## Short problem A
From the blog post about British capital below, list the political ideas that the idea of public service is said to have grown out of.
## Short problem B
Write a continuation of the blog post about British capital below, picking up right after its final sentence.

## Source text
════

Monday, 13 July 2009

But British Capital Is Pants!

I’ve been silent on the blogging front for a couple of weeks simply because I have had nothing to say. Or nothing even I found interesting anyway.

But I see Rick over at Flip Chart Fairy Tales has waded into a discussion of that James Heartfield piece that so impressed me, and this has sparked a number of thoughts.

Firstly, just to clear some ground, let me say I simply didn’t know that Heartfield was an ex-RCP/Institute of Ideas/Furedi groupie/Astroturf merchant type when I first read the piece. Generally, I find their analysis a bit ...well, silly, in its single minded downplaying of climate change risks and bigging up of technological ‘progress’ as an unqualified good. But even if, as a commentator on my initial post said, it is just a case of a stopped clock being right twice a day I did find lots to agree with in his post. In particular it exposed the whole ‘public sector bad private sector good’ type arguments for what they are: ideology. A large part of the British public sector spending is actually a form of outdoor relief for the private sector, and quite a lot of the New Labour programme of public sector ‘modernisation’ (consumer ‘choice’ , contestability, marketisation and so forth)has actually been a way of shifting resources from delivery to people – however well or poorly done - into propping up this system of private sector relief.

One part of Heartfield’s explanation for this is, essentially, that British Capital is basically pants. It has lost the will to innovate. It expresses all its strategies in terms of risk, and especially risk minimisation – a language borrowed, in essence, from finance. The bastard off spring of actuaries who price the ‘lifespan’ of profit now rule the roost. The hero-innovators of Marx’s day – those who constantly remade the world - are long gone; their great grandchildren need the succour of a State which appears ever less separate from their own interests. They’ve lost their will to do big things, so they need the rest of the world to be remade in their own image by statutory decree.

Rick sees things differently. But then, to be fair, he’s a manager, not a politico, so he would. He sees the problem as one of public sector managers being more hidebound than their private sector counterparts, and much more trapped in rule bound systems of employee relations. So the public sector needs to call in the private sector for help. I think he just means that unions are stronger in the public than the private sector – though, of course, they’re pale shadows of what they were when Rick and I were growing up.

Of course there are difficult employees. But you can’t change the world on the basis that all employees are difficult. You have to give the people you work for and with something to believe in. And this is where a purely managerial perspective will never penetrate. The greatest weapon – at an operational managerial level – that social democracy ever had was the idea of public service, which grew out of the political ideas of community and mutuality and solidarity. What we’ve got in its place, in my view, bears a passing resemblance to the ‘Old Corruption’ of the eighteenth century : endless initiatives and restructurings and cost cutting done by ‘consultants’, a euphemism, in general, for large multinational firms. A teat which constantly feeds the private sector. No wonder there is workforce resistance.

════

## Excerpted records
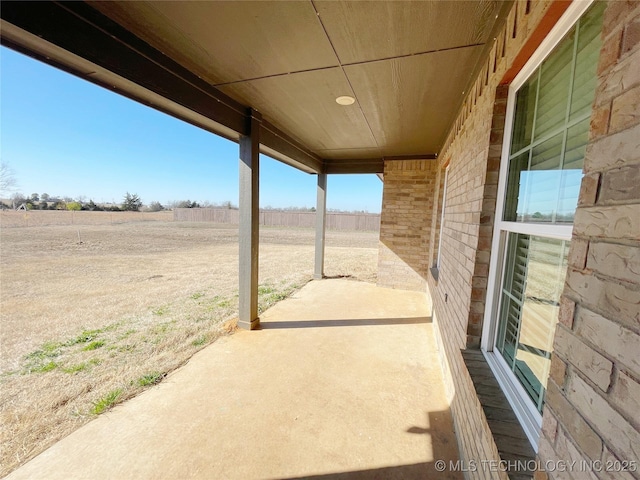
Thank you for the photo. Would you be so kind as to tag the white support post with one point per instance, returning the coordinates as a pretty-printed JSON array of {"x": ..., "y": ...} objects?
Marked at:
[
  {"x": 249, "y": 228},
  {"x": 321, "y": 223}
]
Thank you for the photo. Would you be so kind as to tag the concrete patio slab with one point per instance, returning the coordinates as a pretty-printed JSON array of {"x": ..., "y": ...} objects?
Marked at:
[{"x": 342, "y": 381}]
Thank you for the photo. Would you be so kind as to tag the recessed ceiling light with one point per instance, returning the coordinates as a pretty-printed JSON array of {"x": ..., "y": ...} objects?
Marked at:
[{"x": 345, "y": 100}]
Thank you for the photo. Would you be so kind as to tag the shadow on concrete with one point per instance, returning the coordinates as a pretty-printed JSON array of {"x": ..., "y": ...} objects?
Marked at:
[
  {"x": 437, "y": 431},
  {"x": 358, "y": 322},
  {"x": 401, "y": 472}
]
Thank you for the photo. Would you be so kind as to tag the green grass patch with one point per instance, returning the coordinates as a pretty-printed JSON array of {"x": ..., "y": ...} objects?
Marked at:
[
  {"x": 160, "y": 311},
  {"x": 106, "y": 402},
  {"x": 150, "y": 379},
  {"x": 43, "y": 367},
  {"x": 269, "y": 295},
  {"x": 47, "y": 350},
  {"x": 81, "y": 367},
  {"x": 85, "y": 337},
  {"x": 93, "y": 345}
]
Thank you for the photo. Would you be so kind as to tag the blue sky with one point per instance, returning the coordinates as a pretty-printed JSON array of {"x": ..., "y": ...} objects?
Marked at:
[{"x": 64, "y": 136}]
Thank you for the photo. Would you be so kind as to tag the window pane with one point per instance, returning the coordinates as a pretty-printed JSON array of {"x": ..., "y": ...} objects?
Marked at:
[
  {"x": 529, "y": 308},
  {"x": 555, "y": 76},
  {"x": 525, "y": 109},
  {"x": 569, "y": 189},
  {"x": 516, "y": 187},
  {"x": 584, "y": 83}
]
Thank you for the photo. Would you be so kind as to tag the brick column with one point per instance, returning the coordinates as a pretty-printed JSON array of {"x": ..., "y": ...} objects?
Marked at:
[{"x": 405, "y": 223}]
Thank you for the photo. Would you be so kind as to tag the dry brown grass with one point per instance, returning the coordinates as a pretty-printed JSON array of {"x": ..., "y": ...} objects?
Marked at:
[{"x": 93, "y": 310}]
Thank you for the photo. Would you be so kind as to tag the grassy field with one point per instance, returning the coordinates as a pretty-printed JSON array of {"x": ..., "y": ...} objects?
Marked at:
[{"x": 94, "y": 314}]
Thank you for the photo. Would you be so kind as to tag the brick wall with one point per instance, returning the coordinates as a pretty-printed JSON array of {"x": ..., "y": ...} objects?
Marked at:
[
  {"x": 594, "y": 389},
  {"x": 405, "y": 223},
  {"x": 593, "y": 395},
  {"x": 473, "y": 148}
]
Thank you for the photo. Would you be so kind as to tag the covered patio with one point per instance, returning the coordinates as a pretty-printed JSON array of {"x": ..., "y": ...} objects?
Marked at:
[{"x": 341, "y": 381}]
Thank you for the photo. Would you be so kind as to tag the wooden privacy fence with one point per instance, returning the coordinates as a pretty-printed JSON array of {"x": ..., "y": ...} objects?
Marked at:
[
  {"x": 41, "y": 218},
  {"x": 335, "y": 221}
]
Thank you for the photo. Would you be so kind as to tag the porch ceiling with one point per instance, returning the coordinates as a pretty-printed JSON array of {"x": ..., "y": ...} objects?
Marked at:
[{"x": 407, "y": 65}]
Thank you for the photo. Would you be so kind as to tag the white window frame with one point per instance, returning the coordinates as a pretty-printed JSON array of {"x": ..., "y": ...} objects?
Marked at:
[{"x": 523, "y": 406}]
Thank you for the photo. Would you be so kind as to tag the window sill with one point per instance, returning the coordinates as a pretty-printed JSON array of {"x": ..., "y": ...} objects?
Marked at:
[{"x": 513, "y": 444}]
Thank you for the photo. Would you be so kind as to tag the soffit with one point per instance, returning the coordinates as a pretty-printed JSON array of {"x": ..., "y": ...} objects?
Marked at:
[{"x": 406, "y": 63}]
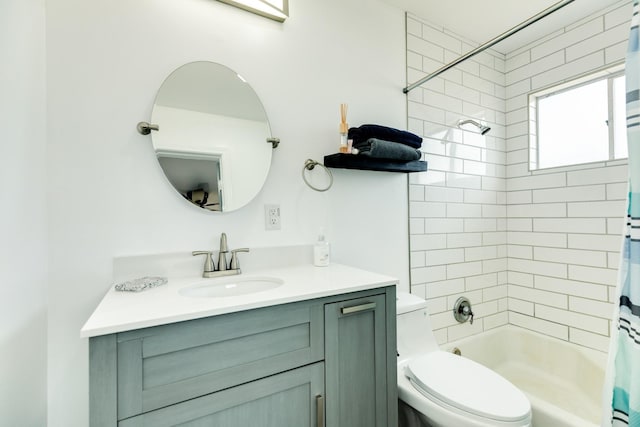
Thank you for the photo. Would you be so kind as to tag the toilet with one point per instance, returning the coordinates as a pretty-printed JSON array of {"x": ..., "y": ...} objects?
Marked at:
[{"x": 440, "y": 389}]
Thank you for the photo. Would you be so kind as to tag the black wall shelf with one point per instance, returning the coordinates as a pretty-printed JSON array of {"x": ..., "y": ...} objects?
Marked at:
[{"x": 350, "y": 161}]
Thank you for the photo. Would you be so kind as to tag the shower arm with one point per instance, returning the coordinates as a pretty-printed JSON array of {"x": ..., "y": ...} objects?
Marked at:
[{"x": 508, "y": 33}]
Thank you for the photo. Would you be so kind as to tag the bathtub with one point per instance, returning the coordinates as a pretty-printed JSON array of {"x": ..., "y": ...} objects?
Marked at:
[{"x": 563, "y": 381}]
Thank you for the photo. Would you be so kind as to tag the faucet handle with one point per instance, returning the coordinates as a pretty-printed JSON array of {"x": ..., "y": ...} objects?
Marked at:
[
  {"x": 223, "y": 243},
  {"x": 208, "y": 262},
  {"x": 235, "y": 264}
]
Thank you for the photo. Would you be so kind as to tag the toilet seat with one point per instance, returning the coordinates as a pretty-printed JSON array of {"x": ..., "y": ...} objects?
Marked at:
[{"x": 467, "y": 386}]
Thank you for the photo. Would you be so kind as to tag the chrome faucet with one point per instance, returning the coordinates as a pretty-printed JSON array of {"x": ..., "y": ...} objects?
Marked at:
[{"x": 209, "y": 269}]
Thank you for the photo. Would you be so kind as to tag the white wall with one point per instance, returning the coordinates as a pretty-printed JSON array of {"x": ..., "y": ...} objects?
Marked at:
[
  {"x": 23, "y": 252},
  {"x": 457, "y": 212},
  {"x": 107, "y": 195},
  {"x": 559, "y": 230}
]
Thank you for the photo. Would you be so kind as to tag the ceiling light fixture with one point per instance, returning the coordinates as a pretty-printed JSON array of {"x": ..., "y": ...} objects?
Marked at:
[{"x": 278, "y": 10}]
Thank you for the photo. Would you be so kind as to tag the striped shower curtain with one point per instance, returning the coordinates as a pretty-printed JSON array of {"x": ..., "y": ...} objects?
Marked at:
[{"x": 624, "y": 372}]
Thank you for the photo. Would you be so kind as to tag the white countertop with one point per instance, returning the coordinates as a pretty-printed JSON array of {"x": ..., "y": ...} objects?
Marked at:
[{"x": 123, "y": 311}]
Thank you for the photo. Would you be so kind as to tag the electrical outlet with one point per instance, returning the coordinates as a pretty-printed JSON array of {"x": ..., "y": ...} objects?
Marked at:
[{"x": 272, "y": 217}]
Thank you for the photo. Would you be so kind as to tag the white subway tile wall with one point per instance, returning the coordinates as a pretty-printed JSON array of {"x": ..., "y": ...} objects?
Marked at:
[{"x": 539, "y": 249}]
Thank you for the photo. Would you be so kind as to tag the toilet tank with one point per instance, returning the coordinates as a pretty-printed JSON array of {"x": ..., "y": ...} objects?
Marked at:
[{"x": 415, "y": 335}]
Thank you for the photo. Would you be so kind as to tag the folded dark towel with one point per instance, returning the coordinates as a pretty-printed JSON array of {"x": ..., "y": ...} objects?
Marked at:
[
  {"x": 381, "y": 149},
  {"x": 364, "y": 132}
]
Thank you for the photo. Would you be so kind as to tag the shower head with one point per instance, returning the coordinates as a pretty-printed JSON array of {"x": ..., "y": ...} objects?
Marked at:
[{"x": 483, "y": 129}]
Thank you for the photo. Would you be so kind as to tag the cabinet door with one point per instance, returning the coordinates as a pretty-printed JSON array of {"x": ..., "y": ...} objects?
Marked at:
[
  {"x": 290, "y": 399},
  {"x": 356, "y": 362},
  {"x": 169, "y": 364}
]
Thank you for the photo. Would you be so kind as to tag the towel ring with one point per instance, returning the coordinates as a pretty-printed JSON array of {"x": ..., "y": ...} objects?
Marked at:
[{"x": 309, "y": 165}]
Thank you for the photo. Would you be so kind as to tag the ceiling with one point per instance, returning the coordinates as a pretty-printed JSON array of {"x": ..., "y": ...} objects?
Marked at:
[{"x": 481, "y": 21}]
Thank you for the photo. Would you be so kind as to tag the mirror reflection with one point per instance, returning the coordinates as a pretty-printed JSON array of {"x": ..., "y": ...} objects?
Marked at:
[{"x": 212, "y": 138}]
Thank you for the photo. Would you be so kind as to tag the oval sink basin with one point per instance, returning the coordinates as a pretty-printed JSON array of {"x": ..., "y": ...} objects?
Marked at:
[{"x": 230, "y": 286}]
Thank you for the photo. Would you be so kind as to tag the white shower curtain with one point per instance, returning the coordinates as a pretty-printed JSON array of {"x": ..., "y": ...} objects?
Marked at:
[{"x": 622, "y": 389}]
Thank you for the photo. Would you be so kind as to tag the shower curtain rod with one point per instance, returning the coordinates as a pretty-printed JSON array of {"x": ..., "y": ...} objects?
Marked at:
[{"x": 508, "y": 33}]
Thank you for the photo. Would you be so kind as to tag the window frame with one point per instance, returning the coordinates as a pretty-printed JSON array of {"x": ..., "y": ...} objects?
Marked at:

════

## Written answer A
community, mutuality, solidarity

## Written answer B
& now the establishment call for cuts to be made – and to an extent they’re right, even if they exaggerate the immediacy of the necessary decisions, ignore the potential for offsetting tax rises and embellish the potential for ‘protecting frontline services’ whilst doing so. But nowhere, or almost nowhere, is there an alternative vision. If I had to generalise, I'd say it is this blindness which the public sector has imported from the private sector, not 'efficiency'.


  1. Good to have you back, Charlie.

    When you say "British capital" is pants, what precisely do you mean? Do you mean our firms are pants (timid, failing to innovate) or our financial sector is pants (ridiculously short termist and blinkered, totally failing to invest in building long-term successful technology-based companies)?

    (Let us take with a big pinch of salt the views of Rick Flip Chart Fairy Tales, who appears to blame the fecklessness of the Great British Worker for all our ills.)

    Obviously both are pants, but I would locate the source of the problem in the over-dominance of the City, the investment approach that looks only at the get-rich-quick numbers and not at the product, the leadership, the long term prospects. This is all stuff Will Hutton was banging on about in the nineties.

    The solution seems an obvious one: we now own over half of the banks. So let's shift them to a "Rhineland" useful-company-nurturing financial system as soon as possible .

    I was actually inspired today by the Grauniad's "Manchester Report" pull-out, full of "world-remaking" ideas from "hero-innovators", and thinking how many of these - necessary, urgent - innovations to address the climate change issue will die a death thanks to the shite British system of short-termist finance, or will have to go abroad to get the necessary funding support.

    Maybe tomorrow I'll post some of the "Manchester Report" stuff on Red Pepper to see if anyone wants to discuss.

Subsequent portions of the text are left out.